YOUR INSTRUCTIONS — Select every line in the listing below that contains the string "metal", treating uppercase and lowercase letters as distinct.

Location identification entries
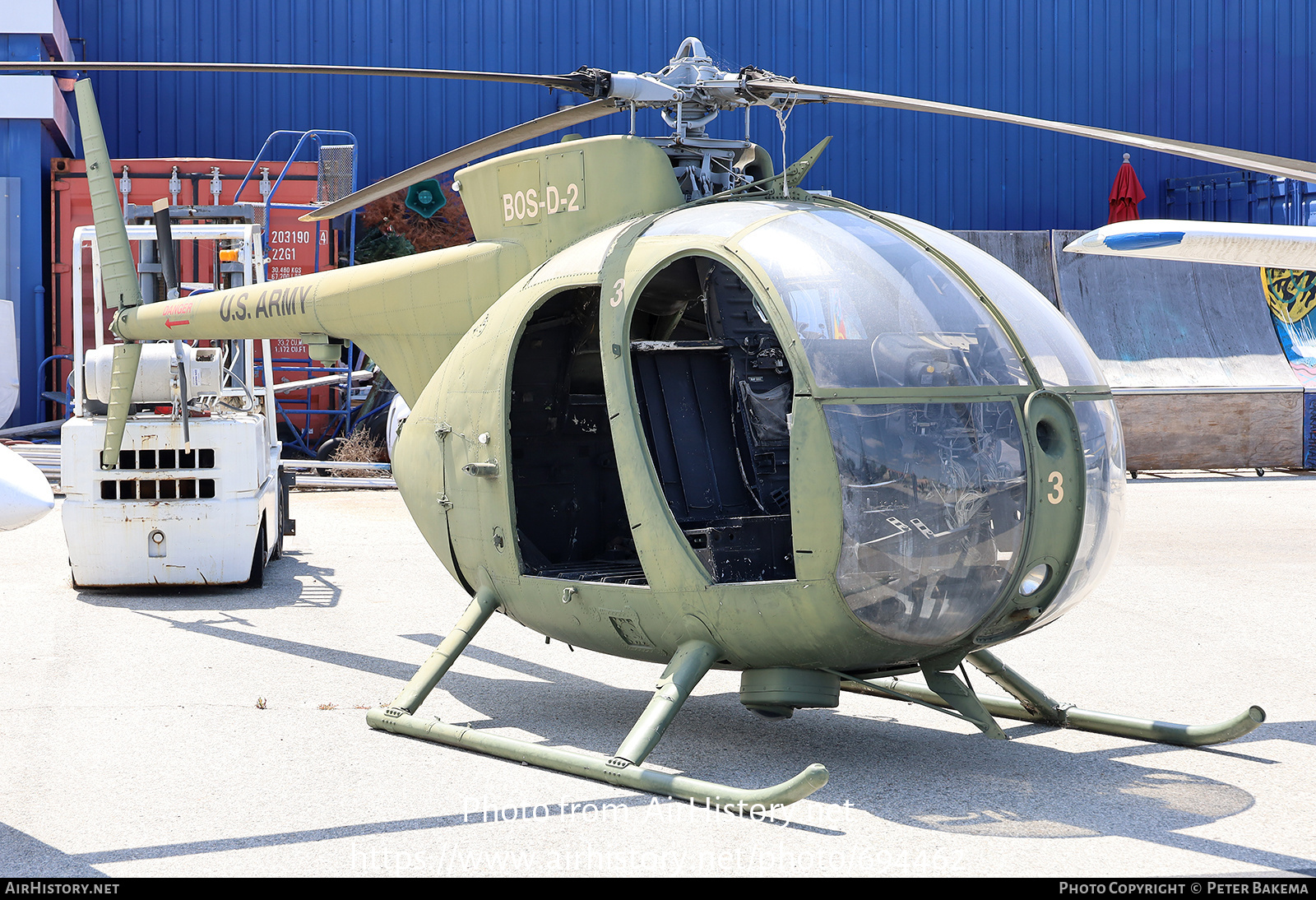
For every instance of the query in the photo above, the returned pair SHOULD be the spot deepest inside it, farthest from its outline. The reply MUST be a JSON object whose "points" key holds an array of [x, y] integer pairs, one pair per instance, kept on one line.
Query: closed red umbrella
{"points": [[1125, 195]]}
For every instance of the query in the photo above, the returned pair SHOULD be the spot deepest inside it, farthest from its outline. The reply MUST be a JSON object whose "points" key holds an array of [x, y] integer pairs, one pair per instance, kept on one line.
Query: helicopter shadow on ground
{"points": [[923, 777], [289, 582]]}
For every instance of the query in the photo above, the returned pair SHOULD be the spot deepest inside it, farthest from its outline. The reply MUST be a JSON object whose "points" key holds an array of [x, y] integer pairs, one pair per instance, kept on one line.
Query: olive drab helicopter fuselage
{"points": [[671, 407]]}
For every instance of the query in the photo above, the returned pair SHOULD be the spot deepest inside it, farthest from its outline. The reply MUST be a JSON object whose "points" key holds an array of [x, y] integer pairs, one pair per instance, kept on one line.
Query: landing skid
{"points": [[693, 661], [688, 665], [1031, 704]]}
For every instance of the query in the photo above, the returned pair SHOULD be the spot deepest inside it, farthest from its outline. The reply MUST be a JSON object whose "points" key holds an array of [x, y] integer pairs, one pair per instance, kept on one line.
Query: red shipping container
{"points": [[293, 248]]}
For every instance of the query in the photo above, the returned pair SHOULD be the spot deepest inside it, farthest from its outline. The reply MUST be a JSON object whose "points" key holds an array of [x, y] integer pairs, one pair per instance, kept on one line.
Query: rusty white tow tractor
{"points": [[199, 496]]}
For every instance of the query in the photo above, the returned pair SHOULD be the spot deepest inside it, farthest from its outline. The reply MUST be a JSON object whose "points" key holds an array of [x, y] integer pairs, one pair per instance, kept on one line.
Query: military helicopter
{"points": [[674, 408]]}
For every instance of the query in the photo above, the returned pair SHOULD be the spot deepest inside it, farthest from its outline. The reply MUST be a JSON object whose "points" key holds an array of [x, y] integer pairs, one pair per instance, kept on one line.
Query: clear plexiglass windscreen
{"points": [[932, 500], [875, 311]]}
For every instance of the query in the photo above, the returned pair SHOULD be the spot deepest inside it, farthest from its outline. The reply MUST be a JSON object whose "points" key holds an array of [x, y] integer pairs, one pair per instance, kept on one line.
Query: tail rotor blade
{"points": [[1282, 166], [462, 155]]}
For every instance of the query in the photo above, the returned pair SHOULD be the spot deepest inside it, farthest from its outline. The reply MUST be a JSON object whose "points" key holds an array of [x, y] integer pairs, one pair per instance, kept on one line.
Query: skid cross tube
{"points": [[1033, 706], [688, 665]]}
==
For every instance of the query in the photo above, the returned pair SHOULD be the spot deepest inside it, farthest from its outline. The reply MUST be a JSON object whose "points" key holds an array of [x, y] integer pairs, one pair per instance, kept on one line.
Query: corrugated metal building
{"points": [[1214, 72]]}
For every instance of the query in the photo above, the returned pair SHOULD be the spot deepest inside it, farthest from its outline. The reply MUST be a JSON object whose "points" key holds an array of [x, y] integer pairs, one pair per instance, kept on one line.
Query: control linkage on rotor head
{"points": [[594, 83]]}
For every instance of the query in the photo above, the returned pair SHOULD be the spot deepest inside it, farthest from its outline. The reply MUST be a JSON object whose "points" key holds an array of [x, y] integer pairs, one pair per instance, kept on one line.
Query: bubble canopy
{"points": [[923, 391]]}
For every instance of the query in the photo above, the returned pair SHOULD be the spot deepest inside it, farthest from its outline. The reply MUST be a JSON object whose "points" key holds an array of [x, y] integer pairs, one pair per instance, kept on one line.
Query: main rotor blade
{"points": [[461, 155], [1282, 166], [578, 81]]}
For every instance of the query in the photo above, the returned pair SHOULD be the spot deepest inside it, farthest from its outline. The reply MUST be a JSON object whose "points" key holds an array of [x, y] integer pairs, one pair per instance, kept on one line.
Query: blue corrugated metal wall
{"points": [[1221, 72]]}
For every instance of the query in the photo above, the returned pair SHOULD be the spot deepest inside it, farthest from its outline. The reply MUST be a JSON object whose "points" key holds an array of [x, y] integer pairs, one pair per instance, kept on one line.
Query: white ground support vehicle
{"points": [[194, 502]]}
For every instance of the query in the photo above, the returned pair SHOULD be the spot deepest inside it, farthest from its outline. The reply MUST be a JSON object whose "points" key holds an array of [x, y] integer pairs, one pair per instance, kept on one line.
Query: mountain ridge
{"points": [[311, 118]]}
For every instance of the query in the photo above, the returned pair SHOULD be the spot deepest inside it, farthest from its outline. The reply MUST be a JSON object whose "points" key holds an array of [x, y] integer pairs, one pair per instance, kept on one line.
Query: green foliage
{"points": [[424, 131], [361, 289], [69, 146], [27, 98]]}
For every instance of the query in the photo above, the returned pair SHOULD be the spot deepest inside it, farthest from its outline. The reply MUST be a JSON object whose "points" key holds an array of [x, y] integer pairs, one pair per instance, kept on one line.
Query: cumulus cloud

WRITTEN RESPONSE —
Query: corrugated metal building
Query: blue corrugated metal wall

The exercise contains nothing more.